Problem statement: For the word "phrase", state how many lines below contain it. Give no other text.

Entries supplied:
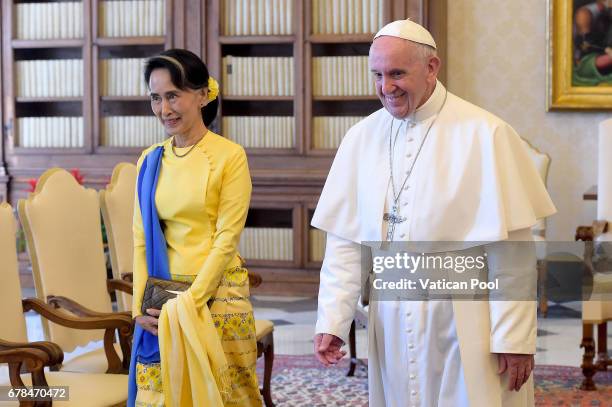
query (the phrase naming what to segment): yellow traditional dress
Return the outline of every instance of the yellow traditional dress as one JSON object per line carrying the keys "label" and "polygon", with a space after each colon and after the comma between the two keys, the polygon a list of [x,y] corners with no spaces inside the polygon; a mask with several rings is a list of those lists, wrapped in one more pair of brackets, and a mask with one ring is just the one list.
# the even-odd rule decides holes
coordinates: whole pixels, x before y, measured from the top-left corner
{"label": "yellow traditional dress", "polygon": [[[249,280],[237,246],[251,195],[244,149],[209,131],[189,148],[172,139],[145,150],[138,160],[162,145],[155,205],[168,245],[172,278],[193,282],[196,310],[209,306],[229,365],[232,390],[226,406],[261,406],[255,373],[255,320],[249,302]],[[140,311],[148,277],[142,218],[134,208],[134,297],[132,314]],[[137,406],[163,406],[160,364],[138,363]]]}

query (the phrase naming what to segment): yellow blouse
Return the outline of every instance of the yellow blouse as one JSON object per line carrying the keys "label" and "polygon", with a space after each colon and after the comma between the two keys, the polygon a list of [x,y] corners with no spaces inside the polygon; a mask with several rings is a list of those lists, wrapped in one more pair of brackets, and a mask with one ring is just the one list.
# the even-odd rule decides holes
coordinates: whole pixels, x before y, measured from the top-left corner
{"label": "yellow blouse", "polygon": [[[216,291],[226,267],[239,266],[237,246],[251,199],[251,177],[244,149],[211,131],[185,157],[172,152],[172,139],[155,144],[138,159],[163,145],[155,205],[168,243],[170,273],[196,276],[191,293],[196,307]],[[188,148],[176,148],[179,155]],[[140,307],[148,273],[138,195],[134,205],[134,296],[132,315]]]}

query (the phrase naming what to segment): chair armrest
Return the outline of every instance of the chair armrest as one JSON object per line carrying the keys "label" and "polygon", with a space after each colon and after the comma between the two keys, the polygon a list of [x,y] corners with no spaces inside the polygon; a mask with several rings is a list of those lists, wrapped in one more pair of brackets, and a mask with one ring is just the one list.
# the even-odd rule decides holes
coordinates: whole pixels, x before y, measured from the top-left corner
{"label": "chair armrest", "polygon": [[132,314],[127,311],[122,311],[122,312],[94,311],[92,309],[85,307],[84,305],[79,304],[78,302],[74,300],[71,300],[70,298],[63,297],[61,295],[47,296],[47,303],[53,306],[55,309],[63,308],[79,317],[109,317],[109,316],[112,317],[114,315],[125,315],[127,317],[130,317],[130,319],[132,318]]}
{"label": "chair armrest", "polygon": [[127,281],[128,283],[134,282],[134,273],[121,273],[121,279]]}
{"label": "chair armrest", "polygon": [[34,386],[47,386],[45,366],[51,366],[47,352],[33,348],[14,348],[0,351],[0,363],[9,365],[9,376],[13,387],[23,387],[22,367],[32,373]]}
{"label": "chair armrest", "polygon": [[608,222],[605,220],[596,220],[591,226],[578,226],[576,228],[575,239],[584,242],[592,242],[597,236],[608,232]]}
{"label": "chair armrest", "polygon": [[[107,373],[127,373],[130,365],[131,342],[134,332],[132,316],[129,312],[117,313],[97,313],[88,310],[80,304],[65,298],[52,297],[54,303],[63,302],[74,306],[77,304],[81,313],[89,313],[87,316],[78,316],[62,312],[59,309],[53,308],[52,305],[41,301],[38,298],[26,298],[22,300],[23,310],[34,310],[41,316],[56,324],[76,329],[104,329],[104,353],[108,360]],[[69,305],[69,306],[70,306]],[[96,313],[97,315],[91,315]],[[119,333],[119,343],[123,353],[123,360],[119,359],[117,352],[113,346],[115,340],[115,329]]]}
{"label": "chair armrest", "polygon": [[597,236],[608,231],[608,222],[605,220],[596,220],[591,226],[578,226],[576,228],[575,240],[584,242],[584,254],[582,259],[587,274],[593,276],[596,273],[597,265],[594,259],[595,244]]}
{"label": "chair armrest", "polygon": [[261,276],[253,271],[249,271],[249,286],[251,288],[259,287],[263,279]]}
{"label": "chair armrest", "polygon": [[[58,297],[54,297],[58,298]],[[74,303],[74,302],[73,302]],[[132,318],[125,313],[100,313],[100,315],[89,315],[86,317],[73,316],[59,311],[53,306],[46,304],[38,298],[26,298],[22,300],[24,311],[36,311],[48,320],[56,324],[77,329],[120,329],[132,324]],[[76,304],[76,303],[75,303]],[[88,310],[89,312],[95,312]]]}
{"label": "chair armrest", "polygon": [[39,342],[9,342],[0,339],[0,351],[17,348],[39,349],[49,356],[51,366],[61,364],[64,361],[64,351],[56,343],[48,341]]}
{"label": "chair armrest", "polygon": [[106,288],[109,294],[111,294],[113,291],[122,291],[130,295],[134,293],[134,284],[132,284],[130,281],[119,280],[116,278],[106,280]]}

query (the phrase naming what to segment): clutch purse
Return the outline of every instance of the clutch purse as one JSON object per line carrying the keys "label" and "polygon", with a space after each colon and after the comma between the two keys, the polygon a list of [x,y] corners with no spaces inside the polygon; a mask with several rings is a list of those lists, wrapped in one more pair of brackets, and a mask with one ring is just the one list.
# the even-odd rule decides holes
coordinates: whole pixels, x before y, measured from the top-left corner
{"label": "clutch purse", "polygon": [[149,308],[161,309],[166,301],[175,298],[183,291],[187,291],[189,287],[191,287],[190,283],[149,277],[140,310],[143,315],[147,315],[147,309]]}

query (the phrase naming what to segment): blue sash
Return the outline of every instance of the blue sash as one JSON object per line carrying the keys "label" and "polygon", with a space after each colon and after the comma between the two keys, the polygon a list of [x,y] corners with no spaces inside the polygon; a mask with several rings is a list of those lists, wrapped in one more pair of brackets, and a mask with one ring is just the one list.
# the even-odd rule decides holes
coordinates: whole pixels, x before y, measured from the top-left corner
{"label": "blue sash", "polygon": [[[138,173],[138,201],[145,236],[145,251],[147,257],[147,270],[150,277],[170,280],[168,265],[168,248],[166,237],[162,230],[157,208],[155,207],[155,189],[161,168],[164,148],[156,147],[145,157]],[[159,342],[157,336],[145,331],[136,324],[134,328],[134,342],[132,344],[132,358],[130,359],[130,375],[128,387],[128,406],[136,402],[136,362],[159,362]]]}

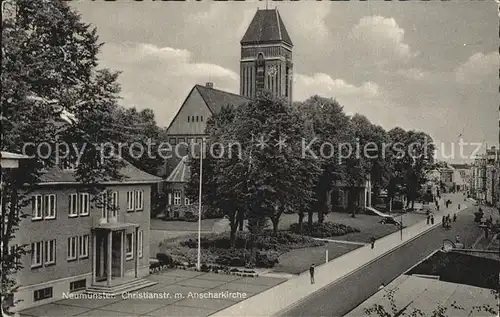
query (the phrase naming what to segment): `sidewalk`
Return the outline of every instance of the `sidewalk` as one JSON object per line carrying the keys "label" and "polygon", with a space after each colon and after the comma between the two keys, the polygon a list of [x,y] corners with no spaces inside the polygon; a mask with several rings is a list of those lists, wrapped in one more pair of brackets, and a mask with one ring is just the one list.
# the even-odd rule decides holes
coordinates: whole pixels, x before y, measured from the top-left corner
{"label": "sidewalk", "polygon": [[[448,197],[449,196],[447,196],[447,198]],[[453,214],[458,211],[458,203],[461,205],[460,211],[466,209],[470,205],[470,202],[463,201],[462,195],[452,195],[451,199],[453,200],[453,204],[449,208],[442,208],[441,211],[434,212],[434,225],[428,225],[426,220],[423,220],[409,228],[403,229],[402,239],[400,231],[397,231],[377,240],[373,250],[370,245],[360,247],[326,264],[318,266],[315,272],[315,284],[311,285],[309,272],[305,272],[294,279],[281,283],[272,289],[250,297],[247,300],[223,309],[211,316],[276,315],[305,297],[319,291],[323,287],[348,276],[350,273],[368,265],[370,262],[401,245],[408,243],[424,232],[439,226],[443,215]],[[442,199],[441,206],[443,205]]]}

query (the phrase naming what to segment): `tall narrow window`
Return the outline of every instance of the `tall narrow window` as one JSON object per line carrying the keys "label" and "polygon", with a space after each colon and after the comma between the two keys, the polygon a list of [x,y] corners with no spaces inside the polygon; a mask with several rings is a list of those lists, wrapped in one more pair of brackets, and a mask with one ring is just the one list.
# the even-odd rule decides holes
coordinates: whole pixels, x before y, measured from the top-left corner
{"label": "tall narrow window", "polygon": [[198,122],[198,116],[196,116],[196,122]]}
{"label": "tall narrow window", "polygon": [[189,116],[188,116],[188,122],[189,122]]}
{"label": "tall narrow window", "polygon": [[56,263],[56,240],[45,241],[45,265]]}
{"label": "tall narrow window", "polygon": [[90,213],[90,195],[88,193],[80,194],[80,216],[88,216]]}
{"label": "tall narrow window", "polygon": [[78,216],[78,194],[70,194],[69,195],[69,216],[77,217]]}
{"label": "tall narrow window", "polygon": [[89,235],[83,235],[78,237],[78,257],[80,259],[87,258],[89,256]]}
{"label": "tall narrow window", "polygon": [[116,218],[118,216],[118,206],[119,206],[119,200],[118,200],[118,192],[113,192],[112,197],[111,197],[111,204],[113,206],[113,218]]}
{"label": "tall narrow window", "polygon": [[56,195],[46,195],[44,198],[45,219],[56,218]]}
{"label": "tall narrow window", "polygon": [[168,193],[168,204],[172,205],[172,193]]}
{"label": "tall narrow window", "polygon": [[174,192],[174,205],[180,205],[181,204],[181,192],[180,191],[175,191]]}
{"label": "tall narrow window", "polygon": [[68,261],[76,260],[76,249],[78,248],[77,238],[78,237],[68,238]]}
{"label": "tall narrow window", "polygon": [[35,242],[31,244],[31,268],[42,266],[42,248],[43,242]]}
{"label": "tall narrow window", "polygon": [[108,218],[108,193],[102,193],[101,194],[101,218],[102,219],[107,219]]}
{"label": "tall narrow window", "polygon": [[139,245],[139,258],[142,258],[142,248],[143,248],[143,243],[142,243],[142,233],[143,231],[139,231],[139,237],[137,238],[137,244]]}
{"label": "tall narrow window", "polygon": [[133,211],[133,210],[134,210],[134,192],[128,191],[127,192],[127,211]]}
{"label": "tall narrow window", "polygon": [[144,209],[144,191],[136,190],[135,191],[135,210],[143,210]]}
{"label": "tall narrow window", "polygon": [[132,233],[127,233],[125,243],[125,258],[131,260],[134,258],[134,235]]}
{"label": "tall narrow window", "polygon": [[32,201],[32,220],[39,220],[43,218],[43,197],[42,195],[33,196]]}

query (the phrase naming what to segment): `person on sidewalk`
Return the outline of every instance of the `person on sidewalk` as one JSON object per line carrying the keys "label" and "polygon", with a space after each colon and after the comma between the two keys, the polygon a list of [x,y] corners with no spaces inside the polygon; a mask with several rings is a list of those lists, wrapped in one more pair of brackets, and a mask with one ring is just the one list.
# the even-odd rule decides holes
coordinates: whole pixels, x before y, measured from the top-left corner
{"label": "person on sidewalk", "polygon": [[441,221],[441,226],[446,227],[446,217],[443,215],[443,220]]}
{"label": "person on sidewalk", "polygon": [[314,264],[309,268],[309,275],[311,275],[311,284],[314,284]]}
{"label": "person on sidewalk", "polygon": [[455,243],[460,243],[460,236],[457,234],[457,236],[455,237]]}
{"label": "person on sidewalk", "polygon": [[427,224],[430,224],[430,223],[431,223],[431,215],[427,214]]}
{"label": "person on sidewalk", "polygon": [[453,222],[457,222],[457,214],[453,214]]}
{"label": "person on sidewalk", "polygon": [[434,224],[434,215],[431,214],[431,225],[433,225],[433,224]]}
{"label": "person on sidewalk", "polygon": [[372,249],[375,248],[375,237],[374,236],[372,236],[370,238],[370,243],[372,244]]}
{"label": "person on sidewalk", "polygon": [[385,285],[384,285],[384,283],[382,283],[382,285],[380,285],[380,286],[378,287],[378,290],[380,291],[380,290],[384,289],[384,287],[385,287]]}

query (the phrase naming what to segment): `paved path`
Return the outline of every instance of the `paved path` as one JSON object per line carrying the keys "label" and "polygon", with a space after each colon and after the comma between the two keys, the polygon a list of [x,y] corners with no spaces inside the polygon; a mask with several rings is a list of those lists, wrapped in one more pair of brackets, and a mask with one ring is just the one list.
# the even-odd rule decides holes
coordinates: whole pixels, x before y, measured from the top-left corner
{"label": "paved path", "polygon": [[345,240],[332,240],[332,239],[323,239],[323,238],[314,238],[314,240],[333,242],[333,243],[344,243],[344,244],[354,244],[354,245],[366,245],[364,242],[356,242],[356,241],[345,241]]}
{"label": "paved path", "polygon": [[[285,281],[283,278],[252,278],[186,270],[169,270],[147,278],[158,283],[110,299],[64,299],[26,309],[21,312],[21,317],[208,316]],[[199,294],[218,296],[198,298]]]}
{"label": "paved path", "polygon": [[[308,295],[321,290],[325,286],[338,281],[395,248],[411,241],[423,232],[438,227],[443,215],[457,211],[458,203],[461,204],[462,209],[466,208],[464,206],[466,203],[463,201],[463,195],[446,196],[446,198],[448,197],[453,201],[453,204],[448,209],[442,208],[440,212],[434,213],[434,226],[426,224],[425,220],[421,221],[409,228],[403,229],[402,234],[398,231],[377,240],[375,249],[371,249],[370,246],[364,246],[317,267],[316,284],[310,284],[309,274],[306,272],[295,279],[288,280],[248,300],[219,311],[212,316],[272,316],[278,314]],[[441,206],[443,206],[442,203]]]}

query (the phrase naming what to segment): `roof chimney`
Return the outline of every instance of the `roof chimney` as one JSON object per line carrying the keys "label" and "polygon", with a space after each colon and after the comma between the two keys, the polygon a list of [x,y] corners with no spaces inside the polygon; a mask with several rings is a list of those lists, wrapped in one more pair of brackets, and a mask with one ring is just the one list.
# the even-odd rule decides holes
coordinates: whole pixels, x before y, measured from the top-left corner
{"label": "roof chimney", "polygon": [[211,81],[208,81],[206,84],[205,84],[206,87],[208,88],[214,88],[214,83],[211,82]]}

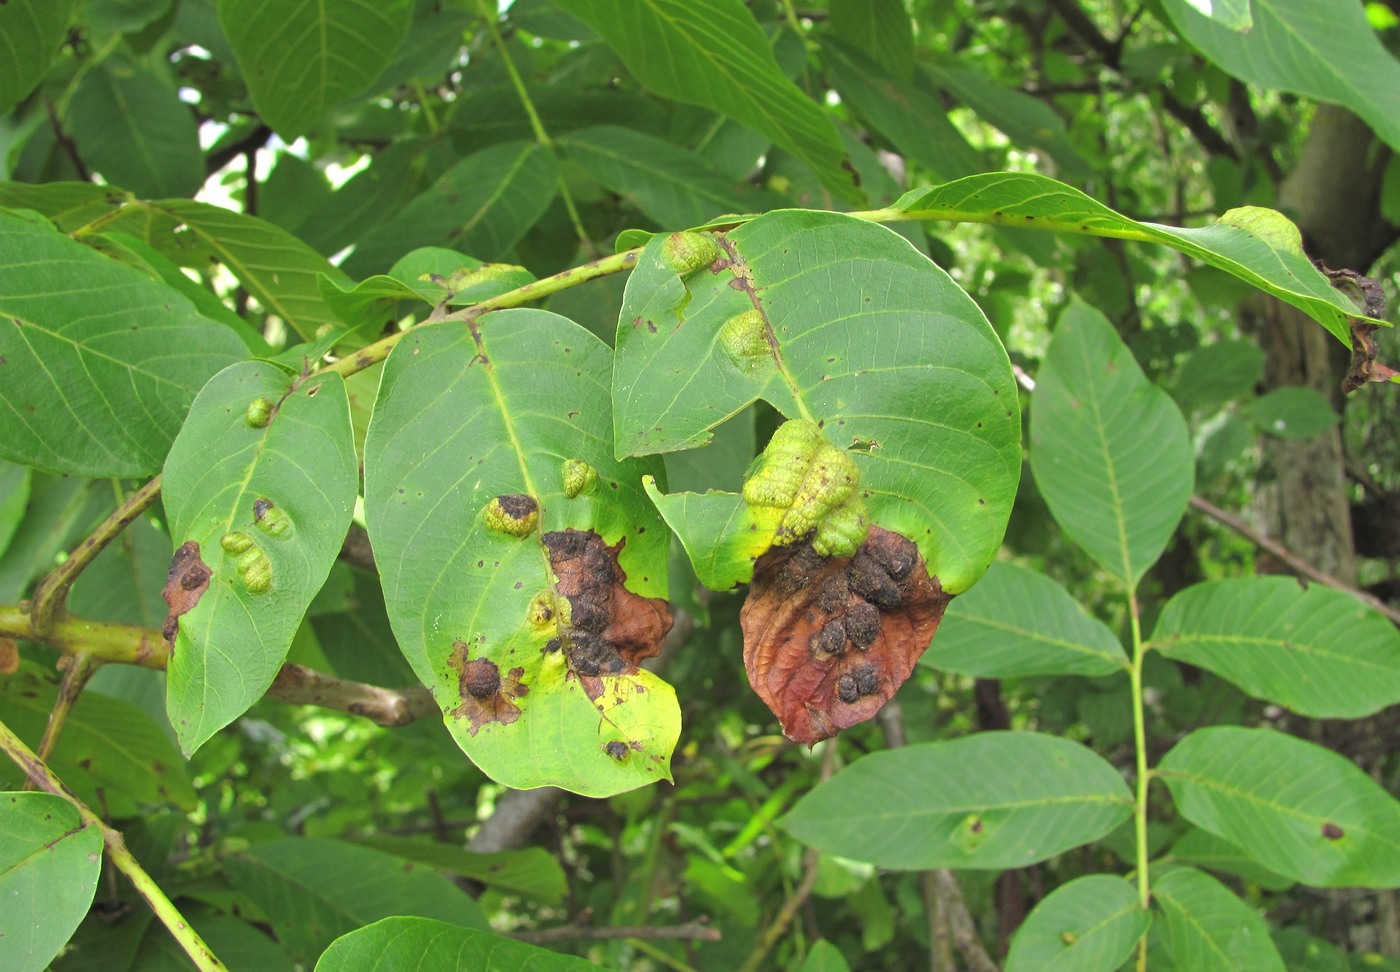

Your response: 10